Using the records that follow, copy every line containing the word "building".

Stored dataset items >>
- - - - - - -

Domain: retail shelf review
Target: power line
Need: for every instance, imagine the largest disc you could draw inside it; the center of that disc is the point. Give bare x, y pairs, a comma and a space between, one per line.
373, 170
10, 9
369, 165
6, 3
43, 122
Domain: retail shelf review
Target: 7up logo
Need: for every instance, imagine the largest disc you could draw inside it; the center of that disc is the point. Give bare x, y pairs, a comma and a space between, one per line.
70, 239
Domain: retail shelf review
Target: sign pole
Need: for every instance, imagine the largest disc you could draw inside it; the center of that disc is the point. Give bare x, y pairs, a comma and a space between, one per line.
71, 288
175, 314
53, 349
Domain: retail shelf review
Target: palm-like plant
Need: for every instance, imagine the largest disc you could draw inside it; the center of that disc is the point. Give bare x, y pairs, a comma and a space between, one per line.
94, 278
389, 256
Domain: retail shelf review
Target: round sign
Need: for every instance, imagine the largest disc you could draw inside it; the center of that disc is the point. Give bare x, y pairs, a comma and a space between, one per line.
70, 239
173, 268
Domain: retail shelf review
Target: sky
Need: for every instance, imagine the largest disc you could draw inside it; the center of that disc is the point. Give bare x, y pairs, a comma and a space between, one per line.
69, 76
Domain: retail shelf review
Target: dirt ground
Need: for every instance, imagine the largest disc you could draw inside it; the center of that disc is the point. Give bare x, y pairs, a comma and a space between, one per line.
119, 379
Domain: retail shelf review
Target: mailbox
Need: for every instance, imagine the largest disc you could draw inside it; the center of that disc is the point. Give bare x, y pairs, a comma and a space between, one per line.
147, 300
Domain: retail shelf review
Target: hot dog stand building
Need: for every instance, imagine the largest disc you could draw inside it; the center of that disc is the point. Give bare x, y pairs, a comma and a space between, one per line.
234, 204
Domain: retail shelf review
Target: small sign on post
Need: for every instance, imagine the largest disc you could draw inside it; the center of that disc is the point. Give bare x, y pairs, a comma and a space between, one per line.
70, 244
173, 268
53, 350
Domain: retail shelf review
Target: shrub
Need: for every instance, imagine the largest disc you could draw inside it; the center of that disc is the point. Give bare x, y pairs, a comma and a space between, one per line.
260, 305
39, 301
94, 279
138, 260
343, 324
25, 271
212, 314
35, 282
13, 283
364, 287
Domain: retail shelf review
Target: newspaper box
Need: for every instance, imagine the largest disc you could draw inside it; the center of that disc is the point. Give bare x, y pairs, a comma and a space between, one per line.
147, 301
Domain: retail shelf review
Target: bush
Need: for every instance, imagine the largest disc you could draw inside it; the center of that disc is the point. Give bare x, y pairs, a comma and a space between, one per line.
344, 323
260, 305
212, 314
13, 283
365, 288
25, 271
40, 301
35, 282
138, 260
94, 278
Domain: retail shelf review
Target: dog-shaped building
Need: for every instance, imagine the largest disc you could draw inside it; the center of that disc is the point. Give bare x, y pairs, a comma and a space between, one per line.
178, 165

- - - - - - -

RESPONSE TO THE EXERCISE >>
Target: hot dog stand building
Target: dog-shaped building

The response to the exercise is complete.